** start Excerpted records **

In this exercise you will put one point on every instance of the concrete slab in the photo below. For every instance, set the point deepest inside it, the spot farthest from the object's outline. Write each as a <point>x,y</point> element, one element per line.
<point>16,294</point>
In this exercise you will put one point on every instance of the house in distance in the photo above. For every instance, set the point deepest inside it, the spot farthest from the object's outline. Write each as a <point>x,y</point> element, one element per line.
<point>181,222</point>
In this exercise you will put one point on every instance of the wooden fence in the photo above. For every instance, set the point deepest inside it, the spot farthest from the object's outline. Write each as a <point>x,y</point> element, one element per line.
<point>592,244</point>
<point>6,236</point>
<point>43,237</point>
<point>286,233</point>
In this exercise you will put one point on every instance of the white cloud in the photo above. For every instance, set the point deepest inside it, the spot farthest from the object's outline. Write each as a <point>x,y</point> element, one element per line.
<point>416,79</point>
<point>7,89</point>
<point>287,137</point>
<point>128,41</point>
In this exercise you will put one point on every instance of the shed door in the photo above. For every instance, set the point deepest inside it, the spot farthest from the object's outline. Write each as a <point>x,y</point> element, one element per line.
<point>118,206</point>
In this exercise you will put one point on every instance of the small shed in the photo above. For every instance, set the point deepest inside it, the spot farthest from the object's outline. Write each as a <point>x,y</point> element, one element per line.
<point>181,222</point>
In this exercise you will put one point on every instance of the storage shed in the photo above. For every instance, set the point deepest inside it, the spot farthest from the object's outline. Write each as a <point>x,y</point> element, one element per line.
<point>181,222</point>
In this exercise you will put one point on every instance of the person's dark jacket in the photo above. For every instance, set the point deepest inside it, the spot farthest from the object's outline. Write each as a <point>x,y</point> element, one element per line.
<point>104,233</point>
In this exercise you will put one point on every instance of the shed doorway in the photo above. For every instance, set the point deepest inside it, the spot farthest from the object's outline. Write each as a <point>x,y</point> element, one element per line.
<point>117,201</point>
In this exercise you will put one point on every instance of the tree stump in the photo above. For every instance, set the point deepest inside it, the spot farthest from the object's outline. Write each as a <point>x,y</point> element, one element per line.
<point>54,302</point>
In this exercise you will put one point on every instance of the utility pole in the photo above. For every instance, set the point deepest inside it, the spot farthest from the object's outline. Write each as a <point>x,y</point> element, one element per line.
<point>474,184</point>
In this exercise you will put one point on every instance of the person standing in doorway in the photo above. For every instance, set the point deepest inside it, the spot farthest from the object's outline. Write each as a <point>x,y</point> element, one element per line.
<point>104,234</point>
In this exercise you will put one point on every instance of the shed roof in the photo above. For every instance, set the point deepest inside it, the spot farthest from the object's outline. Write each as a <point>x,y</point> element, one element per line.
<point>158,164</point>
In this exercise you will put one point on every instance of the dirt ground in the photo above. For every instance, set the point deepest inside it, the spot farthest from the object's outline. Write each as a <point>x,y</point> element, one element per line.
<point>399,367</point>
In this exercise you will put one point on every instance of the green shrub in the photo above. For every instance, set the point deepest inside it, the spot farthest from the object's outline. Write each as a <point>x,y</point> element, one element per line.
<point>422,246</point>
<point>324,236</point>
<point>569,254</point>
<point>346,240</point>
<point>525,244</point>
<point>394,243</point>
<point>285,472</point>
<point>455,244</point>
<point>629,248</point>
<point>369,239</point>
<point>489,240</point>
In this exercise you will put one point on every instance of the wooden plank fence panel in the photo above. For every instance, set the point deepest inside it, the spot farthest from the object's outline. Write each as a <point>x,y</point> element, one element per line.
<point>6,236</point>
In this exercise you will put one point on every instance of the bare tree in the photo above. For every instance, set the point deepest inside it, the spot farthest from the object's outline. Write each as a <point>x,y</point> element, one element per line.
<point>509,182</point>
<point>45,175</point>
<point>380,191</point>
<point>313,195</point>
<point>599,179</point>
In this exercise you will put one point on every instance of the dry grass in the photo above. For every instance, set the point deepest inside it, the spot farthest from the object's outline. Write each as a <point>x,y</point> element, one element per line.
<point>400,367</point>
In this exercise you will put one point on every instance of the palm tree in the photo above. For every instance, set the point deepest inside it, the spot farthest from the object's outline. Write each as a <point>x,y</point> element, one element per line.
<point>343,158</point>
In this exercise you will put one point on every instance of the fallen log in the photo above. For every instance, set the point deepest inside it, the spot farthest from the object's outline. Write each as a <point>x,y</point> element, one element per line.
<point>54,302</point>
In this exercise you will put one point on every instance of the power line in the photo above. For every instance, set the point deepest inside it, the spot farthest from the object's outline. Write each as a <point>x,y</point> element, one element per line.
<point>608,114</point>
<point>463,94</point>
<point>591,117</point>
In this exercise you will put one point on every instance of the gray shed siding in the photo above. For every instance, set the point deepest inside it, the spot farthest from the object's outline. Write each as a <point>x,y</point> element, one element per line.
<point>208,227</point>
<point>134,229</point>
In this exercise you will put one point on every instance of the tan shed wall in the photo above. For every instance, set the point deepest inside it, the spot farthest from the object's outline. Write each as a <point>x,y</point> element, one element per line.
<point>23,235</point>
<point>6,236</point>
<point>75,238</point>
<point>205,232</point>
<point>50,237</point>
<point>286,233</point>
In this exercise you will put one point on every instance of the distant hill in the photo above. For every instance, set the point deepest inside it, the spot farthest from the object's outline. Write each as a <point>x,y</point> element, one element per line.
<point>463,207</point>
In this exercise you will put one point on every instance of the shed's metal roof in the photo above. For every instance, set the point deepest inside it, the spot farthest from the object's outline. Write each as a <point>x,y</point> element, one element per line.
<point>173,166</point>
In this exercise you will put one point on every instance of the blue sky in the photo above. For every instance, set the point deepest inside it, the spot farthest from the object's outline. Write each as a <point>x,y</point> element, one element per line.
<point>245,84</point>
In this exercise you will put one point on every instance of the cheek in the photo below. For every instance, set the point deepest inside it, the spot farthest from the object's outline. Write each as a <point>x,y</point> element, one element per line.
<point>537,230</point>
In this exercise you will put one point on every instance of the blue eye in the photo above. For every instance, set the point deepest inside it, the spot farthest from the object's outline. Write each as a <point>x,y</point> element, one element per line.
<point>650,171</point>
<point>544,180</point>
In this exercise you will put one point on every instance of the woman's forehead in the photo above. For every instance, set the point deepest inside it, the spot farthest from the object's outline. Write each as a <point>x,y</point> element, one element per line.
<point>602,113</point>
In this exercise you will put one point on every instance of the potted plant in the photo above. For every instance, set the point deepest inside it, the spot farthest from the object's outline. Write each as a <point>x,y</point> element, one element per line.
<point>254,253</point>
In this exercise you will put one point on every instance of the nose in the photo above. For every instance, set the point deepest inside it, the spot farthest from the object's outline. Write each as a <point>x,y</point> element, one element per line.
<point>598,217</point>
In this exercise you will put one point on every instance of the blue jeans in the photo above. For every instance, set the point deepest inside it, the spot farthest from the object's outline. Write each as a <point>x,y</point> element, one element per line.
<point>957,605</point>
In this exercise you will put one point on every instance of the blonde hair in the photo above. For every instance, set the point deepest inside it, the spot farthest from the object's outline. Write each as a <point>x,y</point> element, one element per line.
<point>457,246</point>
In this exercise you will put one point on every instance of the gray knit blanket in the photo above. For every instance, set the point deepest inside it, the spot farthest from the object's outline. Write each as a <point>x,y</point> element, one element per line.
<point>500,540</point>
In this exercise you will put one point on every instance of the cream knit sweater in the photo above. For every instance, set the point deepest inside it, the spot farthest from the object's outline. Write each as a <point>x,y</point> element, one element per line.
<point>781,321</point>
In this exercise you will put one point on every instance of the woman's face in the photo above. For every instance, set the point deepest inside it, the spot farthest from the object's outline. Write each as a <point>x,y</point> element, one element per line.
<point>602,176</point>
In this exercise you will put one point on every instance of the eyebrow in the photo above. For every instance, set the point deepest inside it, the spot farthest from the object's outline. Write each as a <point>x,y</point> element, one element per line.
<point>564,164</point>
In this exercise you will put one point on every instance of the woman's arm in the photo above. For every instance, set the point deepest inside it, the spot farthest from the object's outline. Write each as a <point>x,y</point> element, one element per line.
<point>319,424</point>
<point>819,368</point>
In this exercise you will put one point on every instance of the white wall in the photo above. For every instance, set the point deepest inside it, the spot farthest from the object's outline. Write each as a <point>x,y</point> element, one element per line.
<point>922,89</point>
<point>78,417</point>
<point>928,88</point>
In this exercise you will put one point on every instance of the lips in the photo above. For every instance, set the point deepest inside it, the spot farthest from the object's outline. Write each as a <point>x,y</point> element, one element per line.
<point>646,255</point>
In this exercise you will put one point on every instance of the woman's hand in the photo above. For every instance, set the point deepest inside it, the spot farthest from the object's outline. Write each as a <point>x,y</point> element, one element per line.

** end Excerpted records **

Stated goal: Output the lines from the line containing "of the eyebrow" to the end, both included; add nothing.

Finished task:
In this exercise you will put one point on every instance of the eyebrow in the photo above. For every instance, set the point deepest inside it, the spot farthest from the object's outline. Write each as a <point>x,y</point> element, one element per line.
<point>564,164</point>
In this exercise you will put one point on every instance of the woman's arm in the photo above. For every instance, set the point deepest inside it, the spot farthest from the object's outline. Write each as a <point>x,y</point> element, one element per line.
<point>319,424</point>
<point>819,368</point>
In this exercise you will put one point on every instance of the white wall in the photo above. For every instance, set the point deepest inside it, the spot farthest from the object's outline. Write each as a <point>x,y</point> element, one element per line.
<point>922,89</point>
<point>78,417</point>
<point>928,88</point>
In this exercise you will put one point on every instance of the lips in the photo above. For every instance, set the point deepest inside it, the spot farthest from the object's outline. Write each as a <point>x,y</point> element, one element per line.
<point>646,255</point>
In this exercise you will put one point on every instance of the woman's hand in the photo above. For every instance, set the point deepest inside it, the spot farthest from the object's outline. Write each as a <point>x,y</point> element, one element per line.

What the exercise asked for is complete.